# [WHAT YOU ARE ASKED TO DO]
Rewrite the records between the line holding "Return the outline of every instance of the jagged" and the line holding "[[0,73],[9,73],[15,66],[18,58],[14,56],[0,56]]", inclusive, keeping the requests and scaling each coordinate in the answers by 0.8, rounded to whole numbers with halves rounded up. Give only these lines.

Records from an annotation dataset

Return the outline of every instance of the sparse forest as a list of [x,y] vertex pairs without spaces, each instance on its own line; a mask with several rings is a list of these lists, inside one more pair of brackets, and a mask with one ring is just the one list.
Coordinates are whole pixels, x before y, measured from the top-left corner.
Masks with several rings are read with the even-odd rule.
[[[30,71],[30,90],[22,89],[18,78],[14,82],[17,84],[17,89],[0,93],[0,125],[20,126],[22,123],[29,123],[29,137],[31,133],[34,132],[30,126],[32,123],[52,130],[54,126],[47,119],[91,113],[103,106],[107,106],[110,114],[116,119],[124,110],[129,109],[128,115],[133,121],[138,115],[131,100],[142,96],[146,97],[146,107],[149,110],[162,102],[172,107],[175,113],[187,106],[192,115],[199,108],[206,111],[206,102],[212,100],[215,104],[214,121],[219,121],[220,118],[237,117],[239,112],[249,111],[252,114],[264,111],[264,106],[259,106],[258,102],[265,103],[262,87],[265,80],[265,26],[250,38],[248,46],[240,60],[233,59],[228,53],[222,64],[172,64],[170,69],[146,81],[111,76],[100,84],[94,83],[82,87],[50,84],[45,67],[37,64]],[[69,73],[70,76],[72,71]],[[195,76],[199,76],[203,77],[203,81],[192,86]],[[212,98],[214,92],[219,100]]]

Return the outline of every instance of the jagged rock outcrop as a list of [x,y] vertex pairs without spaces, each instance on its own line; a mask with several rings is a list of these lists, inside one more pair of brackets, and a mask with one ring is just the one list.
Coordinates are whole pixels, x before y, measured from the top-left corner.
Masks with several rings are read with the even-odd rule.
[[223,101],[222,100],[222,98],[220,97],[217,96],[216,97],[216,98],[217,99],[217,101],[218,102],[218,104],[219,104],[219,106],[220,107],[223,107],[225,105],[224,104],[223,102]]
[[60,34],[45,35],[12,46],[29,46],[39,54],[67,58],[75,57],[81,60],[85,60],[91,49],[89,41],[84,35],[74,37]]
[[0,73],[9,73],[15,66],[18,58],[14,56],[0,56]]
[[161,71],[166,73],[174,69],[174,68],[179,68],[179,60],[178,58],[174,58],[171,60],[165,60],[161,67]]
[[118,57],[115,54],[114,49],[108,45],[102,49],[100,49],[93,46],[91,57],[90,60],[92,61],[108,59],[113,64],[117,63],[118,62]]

# [FINAL RESULT]
Return the outline of every instance of the jagged rock outcrop as a list of [x,y] vertex pairs without spaces, each instance on its own line; a mask with several rings is a list of these lists, inside one more pair of brackets, and a mask with one ring is just the one list.
Coordinates are whole pixels, x before y, measured from the top-left corner.
Masks with several rings are read with the even-odd rule.
[[178,81],[178,80],[178,78],[176,78],[174,77],[173,78],[173,78],[174,79],[174,81],[174,82],[174,83],[175,83],[175,85],[176,86],[178,86],[180,84],[179,83],[178,82]]
[[48,27],[36,28],[10,37],[23,37],[31,43],[54,46],[60,46],[65,48],[68,48],[73,39],[71,33],[67,28],[59,30]]
[[0,58],[7,58],[12,53],[14,46],[11,45],[0,45]]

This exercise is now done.